Saved data entries
***
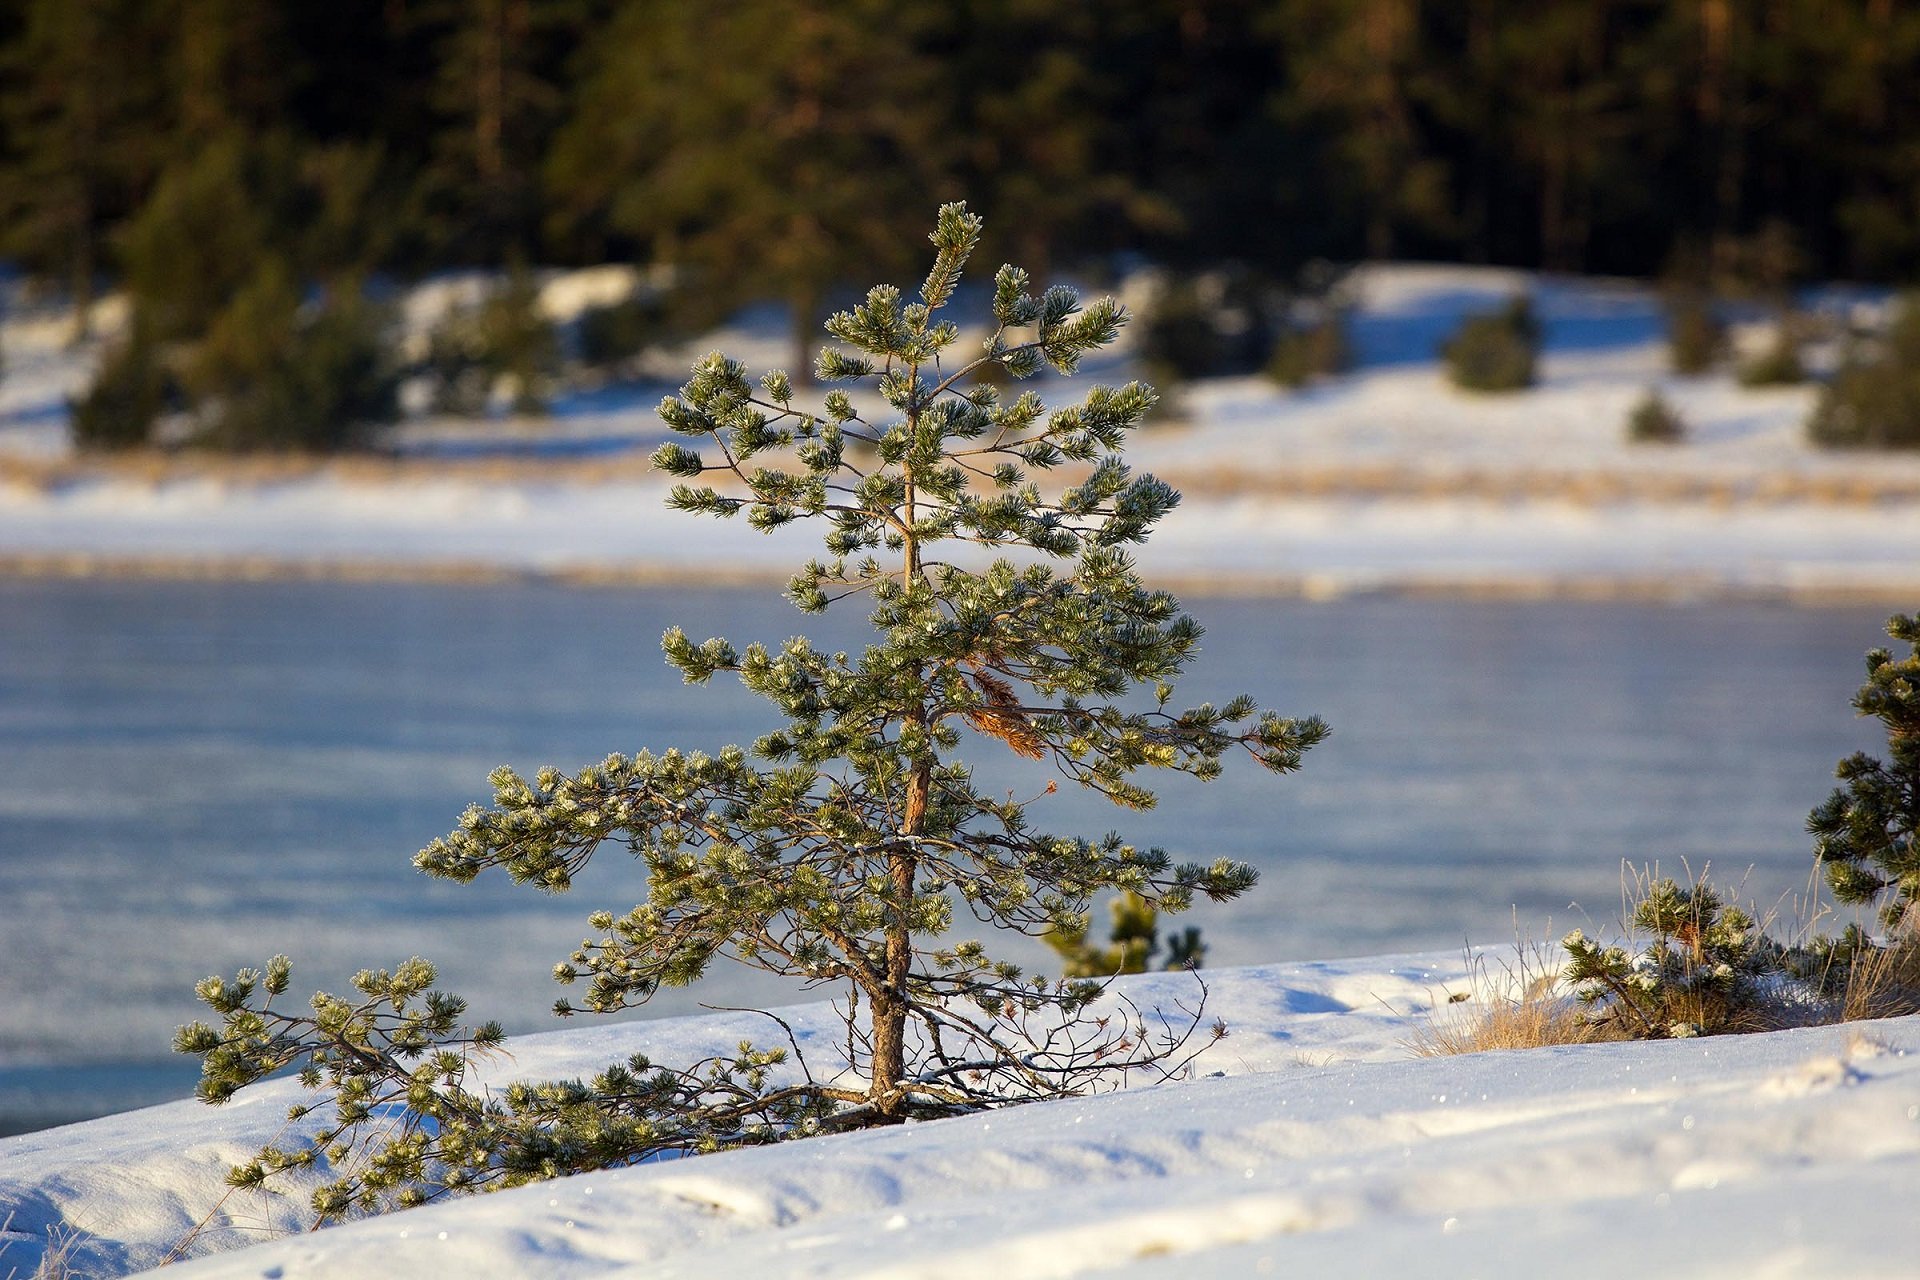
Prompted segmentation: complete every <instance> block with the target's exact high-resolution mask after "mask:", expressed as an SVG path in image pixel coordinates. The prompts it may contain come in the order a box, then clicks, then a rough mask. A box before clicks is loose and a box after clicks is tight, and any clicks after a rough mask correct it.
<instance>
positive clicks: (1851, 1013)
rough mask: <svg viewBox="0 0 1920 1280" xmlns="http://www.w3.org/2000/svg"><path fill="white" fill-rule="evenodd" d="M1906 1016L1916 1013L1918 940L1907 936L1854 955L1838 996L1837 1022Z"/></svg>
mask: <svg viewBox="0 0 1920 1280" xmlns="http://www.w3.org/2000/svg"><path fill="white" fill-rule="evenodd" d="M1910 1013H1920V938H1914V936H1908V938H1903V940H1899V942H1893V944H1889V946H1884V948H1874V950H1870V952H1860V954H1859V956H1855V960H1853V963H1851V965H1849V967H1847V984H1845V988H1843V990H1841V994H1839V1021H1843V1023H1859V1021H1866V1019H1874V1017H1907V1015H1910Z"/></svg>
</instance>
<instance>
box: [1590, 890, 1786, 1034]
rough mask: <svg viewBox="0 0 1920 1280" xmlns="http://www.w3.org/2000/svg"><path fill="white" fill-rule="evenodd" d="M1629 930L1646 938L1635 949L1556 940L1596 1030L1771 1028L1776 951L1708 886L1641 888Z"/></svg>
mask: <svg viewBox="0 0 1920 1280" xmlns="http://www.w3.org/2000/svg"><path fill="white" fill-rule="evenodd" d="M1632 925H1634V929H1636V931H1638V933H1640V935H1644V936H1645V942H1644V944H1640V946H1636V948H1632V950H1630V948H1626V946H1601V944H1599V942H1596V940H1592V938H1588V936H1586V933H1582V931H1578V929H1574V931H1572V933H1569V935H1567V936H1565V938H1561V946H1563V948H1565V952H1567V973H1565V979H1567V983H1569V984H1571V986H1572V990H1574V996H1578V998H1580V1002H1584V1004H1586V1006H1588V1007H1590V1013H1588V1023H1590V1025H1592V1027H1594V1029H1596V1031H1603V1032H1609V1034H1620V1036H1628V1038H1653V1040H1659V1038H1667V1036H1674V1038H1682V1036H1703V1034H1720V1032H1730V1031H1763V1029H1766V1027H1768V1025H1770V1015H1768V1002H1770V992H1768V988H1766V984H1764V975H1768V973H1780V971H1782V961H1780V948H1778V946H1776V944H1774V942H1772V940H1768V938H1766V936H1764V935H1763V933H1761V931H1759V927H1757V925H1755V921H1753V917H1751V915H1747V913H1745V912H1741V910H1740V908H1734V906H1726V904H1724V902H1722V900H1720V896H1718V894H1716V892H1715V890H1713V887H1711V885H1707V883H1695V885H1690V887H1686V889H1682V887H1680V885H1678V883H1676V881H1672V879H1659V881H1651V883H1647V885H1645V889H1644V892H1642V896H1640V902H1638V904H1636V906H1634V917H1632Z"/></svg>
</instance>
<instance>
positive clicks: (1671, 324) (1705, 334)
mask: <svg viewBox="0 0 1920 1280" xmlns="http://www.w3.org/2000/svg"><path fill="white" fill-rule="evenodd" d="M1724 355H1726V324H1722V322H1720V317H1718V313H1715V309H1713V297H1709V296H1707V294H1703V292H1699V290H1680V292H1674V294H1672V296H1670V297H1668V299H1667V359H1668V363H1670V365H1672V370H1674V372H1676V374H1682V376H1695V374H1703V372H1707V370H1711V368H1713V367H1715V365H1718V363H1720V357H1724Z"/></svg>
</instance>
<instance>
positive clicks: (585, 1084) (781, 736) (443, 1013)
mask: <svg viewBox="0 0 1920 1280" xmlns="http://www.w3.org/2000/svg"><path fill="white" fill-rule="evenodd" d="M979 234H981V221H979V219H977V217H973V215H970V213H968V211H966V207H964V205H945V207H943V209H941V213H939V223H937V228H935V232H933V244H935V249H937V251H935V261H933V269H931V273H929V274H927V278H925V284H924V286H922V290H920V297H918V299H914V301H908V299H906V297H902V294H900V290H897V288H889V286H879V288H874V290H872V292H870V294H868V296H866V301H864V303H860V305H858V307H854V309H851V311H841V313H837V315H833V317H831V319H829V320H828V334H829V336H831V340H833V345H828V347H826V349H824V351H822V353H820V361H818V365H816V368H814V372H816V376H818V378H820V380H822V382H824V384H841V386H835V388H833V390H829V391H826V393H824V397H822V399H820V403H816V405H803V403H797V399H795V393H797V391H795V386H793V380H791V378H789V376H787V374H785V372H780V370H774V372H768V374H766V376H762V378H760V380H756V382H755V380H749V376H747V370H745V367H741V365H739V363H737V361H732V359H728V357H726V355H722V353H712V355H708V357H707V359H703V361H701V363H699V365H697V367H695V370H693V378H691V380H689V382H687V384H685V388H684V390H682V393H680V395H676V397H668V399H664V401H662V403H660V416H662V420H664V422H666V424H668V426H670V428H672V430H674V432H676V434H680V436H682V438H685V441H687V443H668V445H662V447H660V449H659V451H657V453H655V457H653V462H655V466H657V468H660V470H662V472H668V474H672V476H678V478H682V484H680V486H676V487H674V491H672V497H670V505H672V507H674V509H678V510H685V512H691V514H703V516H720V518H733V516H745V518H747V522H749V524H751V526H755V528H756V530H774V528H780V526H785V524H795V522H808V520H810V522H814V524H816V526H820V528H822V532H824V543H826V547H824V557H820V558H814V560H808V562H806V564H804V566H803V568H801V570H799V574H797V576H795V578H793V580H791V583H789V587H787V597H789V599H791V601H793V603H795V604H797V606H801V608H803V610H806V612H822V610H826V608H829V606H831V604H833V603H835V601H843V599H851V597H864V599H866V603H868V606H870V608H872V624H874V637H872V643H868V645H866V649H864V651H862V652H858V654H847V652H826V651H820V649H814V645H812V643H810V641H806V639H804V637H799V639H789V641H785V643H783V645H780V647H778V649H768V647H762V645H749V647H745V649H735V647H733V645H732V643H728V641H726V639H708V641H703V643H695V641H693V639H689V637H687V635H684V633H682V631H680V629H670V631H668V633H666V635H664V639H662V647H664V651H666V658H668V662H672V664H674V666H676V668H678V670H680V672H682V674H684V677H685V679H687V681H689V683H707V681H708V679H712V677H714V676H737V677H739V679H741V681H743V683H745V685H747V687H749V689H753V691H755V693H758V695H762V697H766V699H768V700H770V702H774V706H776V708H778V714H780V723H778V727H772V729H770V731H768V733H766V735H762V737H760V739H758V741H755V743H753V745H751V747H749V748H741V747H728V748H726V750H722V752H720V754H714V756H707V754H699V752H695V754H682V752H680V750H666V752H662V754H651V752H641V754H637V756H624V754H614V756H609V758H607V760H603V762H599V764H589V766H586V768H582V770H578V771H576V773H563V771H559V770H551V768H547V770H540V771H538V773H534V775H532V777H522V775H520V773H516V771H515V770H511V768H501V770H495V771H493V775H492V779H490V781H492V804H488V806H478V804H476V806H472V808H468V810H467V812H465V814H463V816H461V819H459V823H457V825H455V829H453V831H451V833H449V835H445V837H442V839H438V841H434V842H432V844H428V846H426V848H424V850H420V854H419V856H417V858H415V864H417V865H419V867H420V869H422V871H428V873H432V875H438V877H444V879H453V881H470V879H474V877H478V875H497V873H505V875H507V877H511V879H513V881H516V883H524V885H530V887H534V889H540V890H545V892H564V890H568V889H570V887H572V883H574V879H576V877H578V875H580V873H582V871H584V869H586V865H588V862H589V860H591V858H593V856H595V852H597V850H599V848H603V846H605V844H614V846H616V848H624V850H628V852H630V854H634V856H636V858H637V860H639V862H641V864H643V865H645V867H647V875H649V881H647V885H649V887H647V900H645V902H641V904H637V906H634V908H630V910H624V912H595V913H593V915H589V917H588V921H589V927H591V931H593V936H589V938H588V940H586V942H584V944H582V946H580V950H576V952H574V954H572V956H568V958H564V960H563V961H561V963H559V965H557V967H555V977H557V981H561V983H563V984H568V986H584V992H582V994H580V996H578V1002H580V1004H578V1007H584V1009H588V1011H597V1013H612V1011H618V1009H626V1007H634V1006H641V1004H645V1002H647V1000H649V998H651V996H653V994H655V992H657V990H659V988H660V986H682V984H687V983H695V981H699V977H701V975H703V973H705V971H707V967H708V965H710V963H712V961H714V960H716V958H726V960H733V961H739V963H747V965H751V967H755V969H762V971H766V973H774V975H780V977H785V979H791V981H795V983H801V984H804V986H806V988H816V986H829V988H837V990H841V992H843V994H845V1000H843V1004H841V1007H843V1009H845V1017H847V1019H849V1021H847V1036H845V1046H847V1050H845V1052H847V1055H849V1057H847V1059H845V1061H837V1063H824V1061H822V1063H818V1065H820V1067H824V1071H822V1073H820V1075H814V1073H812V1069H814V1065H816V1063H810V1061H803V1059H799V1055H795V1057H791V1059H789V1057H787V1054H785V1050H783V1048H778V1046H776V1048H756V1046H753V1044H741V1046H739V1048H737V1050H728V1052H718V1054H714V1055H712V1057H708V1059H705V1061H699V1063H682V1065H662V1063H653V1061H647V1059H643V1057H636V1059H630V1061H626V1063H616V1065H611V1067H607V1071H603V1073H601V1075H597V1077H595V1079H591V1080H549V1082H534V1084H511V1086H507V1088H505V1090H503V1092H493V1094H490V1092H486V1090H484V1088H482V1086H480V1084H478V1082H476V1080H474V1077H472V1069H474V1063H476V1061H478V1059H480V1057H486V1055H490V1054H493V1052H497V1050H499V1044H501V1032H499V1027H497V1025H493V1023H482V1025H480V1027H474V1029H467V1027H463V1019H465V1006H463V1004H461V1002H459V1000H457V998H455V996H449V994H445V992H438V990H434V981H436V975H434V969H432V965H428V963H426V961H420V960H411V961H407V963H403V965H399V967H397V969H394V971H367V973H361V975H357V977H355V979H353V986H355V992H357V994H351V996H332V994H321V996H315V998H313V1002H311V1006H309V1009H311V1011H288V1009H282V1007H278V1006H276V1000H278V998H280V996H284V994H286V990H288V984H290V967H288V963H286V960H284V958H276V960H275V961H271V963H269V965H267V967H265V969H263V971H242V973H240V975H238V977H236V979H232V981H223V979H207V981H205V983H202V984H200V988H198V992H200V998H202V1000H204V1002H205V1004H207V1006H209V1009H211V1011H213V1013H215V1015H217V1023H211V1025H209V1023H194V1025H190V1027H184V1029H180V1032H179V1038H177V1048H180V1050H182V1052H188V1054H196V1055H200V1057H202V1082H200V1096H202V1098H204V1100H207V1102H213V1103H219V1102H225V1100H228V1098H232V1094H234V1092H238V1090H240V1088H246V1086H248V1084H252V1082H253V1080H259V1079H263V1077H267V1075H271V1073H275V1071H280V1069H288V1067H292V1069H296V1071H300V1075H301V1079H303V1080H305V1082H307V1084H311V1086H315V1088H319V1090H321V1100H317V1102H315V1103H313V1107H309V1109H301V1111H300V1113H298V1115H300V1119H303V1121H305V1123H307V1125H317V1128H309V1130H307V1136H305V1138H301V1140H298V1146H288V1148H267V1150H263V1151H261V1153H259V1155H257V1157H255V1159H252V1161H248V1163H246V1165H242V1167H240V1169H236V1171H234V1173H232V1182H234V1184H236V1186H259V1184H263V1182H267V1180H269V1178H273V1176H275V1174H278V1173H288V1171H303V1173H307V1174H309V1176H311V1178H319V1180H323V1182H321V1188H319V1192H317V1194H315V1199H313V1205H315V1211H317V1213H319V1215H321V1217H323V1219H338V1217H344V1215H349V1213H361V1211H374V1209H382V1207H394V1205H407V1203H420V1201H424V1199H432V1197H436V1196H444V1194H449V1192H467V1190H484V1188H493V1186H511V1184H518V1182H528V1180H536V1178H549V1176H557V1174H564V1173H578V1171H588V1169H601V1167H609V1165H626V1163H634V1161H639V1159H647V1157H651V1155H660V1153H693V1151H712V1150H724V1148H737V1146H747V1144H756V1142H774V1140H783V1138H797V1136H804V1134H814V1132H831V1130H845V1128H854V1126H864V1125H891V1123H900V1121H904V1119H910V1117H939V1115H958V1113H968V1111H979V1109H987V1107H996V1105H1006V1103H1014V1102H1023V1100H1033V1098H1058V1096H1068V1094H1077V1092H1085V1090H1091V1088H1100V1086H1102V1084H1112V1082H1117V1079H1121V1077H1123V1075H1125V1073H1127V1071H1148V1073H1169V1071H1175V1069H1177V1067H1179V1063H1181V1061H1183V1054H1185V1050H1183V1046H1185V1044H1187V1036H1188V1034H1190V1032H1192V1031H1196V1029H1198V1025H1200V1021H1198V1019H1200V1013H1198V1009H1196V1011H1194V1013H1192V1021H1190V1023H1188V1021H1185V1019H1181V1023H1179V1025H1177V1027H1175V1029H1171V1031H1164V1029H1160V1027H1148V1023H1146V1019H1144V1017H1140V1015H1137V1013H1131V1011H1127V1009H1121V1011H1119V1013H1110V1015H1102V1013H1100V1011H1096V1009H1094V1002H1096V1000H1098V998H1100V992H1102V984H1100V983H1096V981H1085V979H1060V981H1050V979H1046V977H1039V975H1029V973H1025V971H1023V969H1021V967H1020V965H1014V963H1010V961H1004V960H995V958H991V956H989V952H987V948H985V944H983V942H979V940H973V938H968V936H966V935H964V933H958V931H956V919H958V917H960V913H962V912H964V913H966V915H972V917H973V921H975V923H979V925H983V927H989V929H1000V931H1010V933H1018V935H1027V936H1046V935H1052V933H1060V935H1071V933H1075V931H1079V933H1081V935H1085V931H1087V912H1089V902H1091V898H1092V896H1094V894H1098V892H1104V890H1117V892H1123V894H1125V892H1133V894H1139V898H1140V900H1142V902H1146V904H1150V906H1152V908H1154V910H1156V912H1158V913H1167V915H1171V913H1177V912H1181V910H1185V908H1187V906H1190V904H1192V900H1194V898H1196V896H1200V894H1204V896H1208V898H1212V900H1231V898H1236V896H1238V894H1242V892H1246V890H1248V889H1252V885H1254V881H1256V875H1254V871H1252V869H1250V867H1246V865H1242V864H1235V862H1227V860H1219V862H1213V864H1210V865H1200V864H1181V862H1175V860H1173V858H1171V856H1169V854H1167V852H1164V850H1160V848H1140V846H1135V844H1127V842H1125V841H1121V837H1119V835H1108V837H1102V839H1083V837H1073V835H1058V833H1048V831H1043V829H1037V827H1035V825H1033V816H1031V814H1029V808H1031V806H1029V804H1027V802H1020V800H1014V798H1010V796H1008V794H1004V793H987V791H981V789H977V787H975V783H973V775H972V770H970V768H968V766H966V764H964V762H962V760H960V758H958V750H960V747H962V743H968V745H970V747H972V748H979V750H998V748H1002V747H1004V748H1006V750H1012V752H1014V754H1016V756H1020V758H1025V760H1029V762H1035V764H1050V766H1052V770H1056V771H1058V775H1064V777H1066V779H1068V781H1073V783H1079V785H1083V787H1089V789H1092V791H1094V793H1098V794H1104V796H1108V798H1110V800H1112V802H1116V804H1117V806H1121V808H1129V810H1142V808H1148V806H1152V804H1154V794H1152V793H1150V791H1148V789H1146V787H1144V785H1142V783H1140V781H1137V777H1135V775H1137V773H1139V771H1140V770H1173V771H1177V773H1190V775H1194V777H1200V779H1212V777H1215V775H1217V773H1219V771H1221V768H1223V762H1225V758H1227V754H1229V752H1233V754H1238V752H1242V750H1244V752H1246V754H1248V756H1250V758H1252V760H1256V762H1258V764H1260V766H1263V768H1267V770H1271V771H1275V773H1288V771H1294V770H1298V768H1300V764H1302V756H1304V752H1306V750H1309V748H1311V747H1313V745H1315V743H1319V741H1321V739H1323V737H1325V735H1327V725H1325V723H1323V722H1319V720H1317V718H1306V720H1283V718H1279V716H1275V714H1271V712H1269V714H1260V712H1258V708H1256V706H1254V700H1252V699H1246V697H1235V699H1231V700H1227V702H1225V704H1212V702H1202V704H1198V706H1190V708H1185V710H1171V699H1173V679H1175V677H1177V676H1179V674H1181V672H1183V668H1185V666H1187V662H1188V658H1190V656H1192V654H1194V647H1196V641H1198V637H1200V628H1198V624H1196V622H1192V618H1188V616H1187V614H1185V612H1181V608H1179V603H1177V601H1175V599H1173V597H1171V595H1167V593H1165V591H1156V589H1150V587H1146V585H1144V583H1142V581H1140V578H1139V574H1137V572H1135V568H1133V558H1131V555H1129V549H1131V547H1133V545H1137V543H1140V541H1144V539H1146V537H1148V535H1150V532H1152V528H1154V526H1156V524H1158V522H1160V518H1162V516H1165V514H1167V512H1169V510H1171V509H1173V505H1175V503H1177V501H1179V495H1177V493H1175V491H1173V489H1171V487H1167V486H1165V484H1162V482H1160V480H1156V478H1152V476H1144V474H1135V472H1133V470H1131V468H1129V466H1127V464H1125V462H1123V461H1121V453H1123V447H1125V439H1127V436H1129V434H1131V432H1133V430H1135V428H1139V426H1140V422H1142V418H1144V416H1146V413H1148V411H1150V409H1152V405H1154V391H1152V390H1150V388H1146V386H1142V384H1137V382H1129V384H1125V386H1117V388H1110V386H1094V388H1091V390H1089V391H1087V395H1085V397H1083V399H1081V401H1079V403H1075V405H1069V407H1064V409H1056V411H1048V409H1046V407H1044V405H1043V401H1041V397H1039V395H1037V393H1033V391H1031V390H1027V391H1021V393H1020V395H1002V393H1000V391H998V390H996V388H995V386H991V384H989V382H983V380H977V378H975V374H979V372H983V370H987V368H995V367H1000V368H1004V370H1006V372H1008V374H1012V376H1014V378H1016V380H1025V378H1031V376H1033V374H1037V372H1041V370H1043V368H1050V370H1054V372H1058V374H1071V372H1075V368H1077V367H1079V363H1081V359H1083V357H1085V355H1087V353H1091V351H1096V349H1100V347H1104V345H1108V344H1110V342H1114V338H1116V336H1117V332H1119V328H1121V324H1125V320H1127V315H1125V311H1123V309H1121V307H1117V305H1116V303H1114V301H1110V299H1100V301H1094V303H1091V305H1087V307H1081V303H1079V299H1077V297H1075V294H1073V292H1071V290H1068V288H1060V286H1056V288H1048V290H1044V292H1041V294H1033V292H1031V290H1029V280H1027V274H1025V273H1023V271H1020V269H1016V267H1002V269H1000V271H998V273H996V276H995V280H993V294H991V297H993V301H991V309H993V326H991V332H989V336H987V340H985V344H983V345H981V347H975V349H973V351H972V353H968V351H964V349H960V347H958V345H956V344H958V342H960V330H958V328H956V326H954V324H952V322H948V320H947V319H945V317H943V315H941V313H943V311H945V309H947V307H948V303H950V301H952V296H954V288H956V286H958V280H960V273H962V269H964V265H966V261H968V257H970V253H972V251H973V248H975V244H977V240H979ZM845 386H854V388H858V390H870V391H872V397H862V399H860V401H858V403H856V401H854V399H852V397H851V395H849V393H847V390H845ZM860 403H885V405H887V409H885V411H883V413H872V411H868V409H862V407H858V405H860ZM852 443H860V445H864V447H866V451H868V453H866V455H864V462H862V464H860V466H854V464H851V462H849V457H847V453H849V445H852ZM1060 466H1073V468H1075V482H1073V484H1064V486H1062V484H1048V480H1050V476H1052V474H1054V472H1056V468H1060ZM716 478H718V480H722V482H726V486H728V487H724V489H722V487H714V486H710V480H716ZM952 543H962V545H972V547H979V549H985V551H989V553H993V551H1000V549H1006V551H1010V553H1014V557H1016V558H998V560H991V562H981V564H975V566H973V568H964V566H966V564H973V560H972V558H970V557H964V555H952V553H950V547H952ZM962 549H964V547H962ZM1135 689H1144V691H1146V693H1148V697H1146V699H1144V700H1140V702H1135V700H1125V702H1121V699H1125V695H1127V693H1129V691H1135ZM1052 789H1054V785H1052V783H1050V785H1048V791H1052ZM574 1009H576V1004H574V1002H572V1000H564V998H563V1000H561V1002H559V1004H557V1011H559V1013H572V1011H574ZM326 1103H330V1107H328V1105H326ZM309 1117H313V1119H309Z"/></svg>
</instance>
***
§ **Task instructions**
Give the count of lines above that include the word "positive", stating no other information.

§ **Response below**
3